--- start ---

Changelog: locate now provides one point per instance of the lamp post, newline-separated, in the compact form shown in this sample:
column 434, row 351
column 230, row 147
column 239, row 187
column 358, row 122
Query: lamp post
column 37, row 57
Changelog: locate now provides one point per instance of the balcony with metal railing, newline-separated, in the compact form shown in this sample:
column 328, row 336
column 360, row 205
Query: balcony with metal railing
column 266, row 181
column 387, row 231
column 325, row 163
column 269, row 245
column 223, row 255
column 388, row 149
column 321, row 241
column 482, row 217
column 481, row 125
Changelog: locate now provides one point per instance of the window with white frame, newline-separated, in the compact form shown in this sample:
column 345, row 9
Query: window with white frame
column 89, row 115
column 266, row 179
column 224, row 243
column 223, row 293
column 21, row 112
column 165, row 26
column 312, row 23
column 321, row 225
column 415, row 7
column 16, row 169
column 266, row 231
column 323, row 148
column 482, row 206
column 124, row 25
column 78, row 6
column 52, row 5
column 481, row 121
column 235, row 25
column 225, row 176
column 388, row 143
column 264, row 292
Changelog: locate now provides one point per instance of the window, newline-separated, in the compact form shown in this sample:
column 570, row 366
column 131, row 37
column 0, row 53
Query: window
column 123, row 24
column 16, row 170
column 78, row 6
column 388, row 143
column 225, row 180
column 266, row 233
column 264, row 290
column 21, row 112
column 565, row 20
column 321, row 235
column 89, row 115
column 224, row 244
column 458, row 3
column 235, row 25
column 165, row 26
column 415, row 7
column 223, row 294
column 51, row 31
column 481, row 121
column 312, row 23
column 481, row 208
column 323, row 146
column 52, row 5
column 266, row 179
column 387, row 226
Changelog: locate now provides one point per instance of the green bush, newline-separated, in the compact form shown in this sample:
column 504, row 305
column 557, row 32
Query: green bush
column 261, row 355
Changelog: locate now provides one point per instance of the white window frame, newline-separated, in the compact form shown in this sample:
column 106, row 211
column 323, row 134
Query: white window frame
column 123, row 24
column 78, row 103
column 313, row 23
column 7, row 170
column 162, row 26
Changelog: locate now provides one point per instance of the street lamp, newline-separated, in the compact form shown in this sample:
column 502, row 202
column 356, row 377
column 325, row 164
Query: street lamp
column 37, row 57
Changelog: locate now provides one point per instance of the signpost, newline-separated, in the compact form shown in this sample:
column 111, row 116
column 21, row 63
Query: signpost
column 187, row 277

--- end ---

▶ _Short task_
Every record above should be copied exactly.

▶ _Answer for the task_
Changelog: locate now provides one point per instance of the lamp post, newline-separated, in the compact form shown in this sample:
column 434, row 351
column 230, row 147
column 239, row 187
column 358, row 122
Query: lamp post
column 37, row 57
Changelog: locate now provides one point per instance of the balcony with metal railing, newline-separated, in the compact form shown in this sample:
column 328, row 336
column 360, row 205
Query: balcony with metal railing
column 266, row 181
column 387, row 231
column 325, row 163
column 269, row 245
column 223, row 255
column 388, row 149
column 321, row 241
column 482, row 217
column 481, row 125
Changelog: locate now provides one point per instance of the window with white frame, newline-separated, in the compact form shown in this sample:
column 345, row 9
Query: window with white frame
column 89, row 115
column 266, row 179
column 224, row 243
column 223, row 293
column 21, row 112
column 165, row 26
column 312, row 23
column 321, row 225
column 415, row 7
column 16, row 169
column 266, row 231
column 323, row 148
column 482, row 206
column 124, row 25
column 78, row 6
column 52, row 5
column 481, row 121
column 235, row 25
column 225, row 176
column 388, row 143
column 264, row 292
Changelog: locate now provides one point per instance of the window, newline-separated, in the compact form shown in this sample:
column 570, row 366
column 131, row 37
column 0, row 53
Query: window
column 123, row 24
column 16, row 170
column 78, row 6
column 388, row 143
column 225, row 180
column 266, row 233
column 264, row 290
column 21, row 112
column 565, row 20
column 321, row 235
column 89, row 115
column 224, row 244
column 458, row 3
column 235, row 25
column 165, row 26
column 415, row 7
column 223, row 294
column 51, row 31
column 481, row 121
column 312, row 23
column 481, row 208
column 323, row 146
column 52, row 5
column 266, row 179
column 387, row 226
Changelog: locate now provides one point per instance of the green bush, newline-separated, in the compact form shown in this sample:
column 504, row 305
column 557, row 32
Query: green bush
column 261, row 355
Changelog: locate now provides one point per instance of the white window frame, newline-separated, in the compact form shown in this sample:
column 106, row 211
column 323, row 134
Query: white window frame
column 123, row 24
column 78, row 103
column 313, row 23
column 7, row 170
column 162, row 26
Changelog: locate now provides one point per instance of the street lamp, newline-separated, in the compact form shown in this sample:
column 502, row 202
column 356, row 377
column 325, row 164
Query: street lamp
column 37, row 57
Changelog: locate now provides one point per instance of the signpost, newline-separated, in the compact form shown in this sample:
column 111, row 116
column 21, row 63
Query: signpost
column 187, row 277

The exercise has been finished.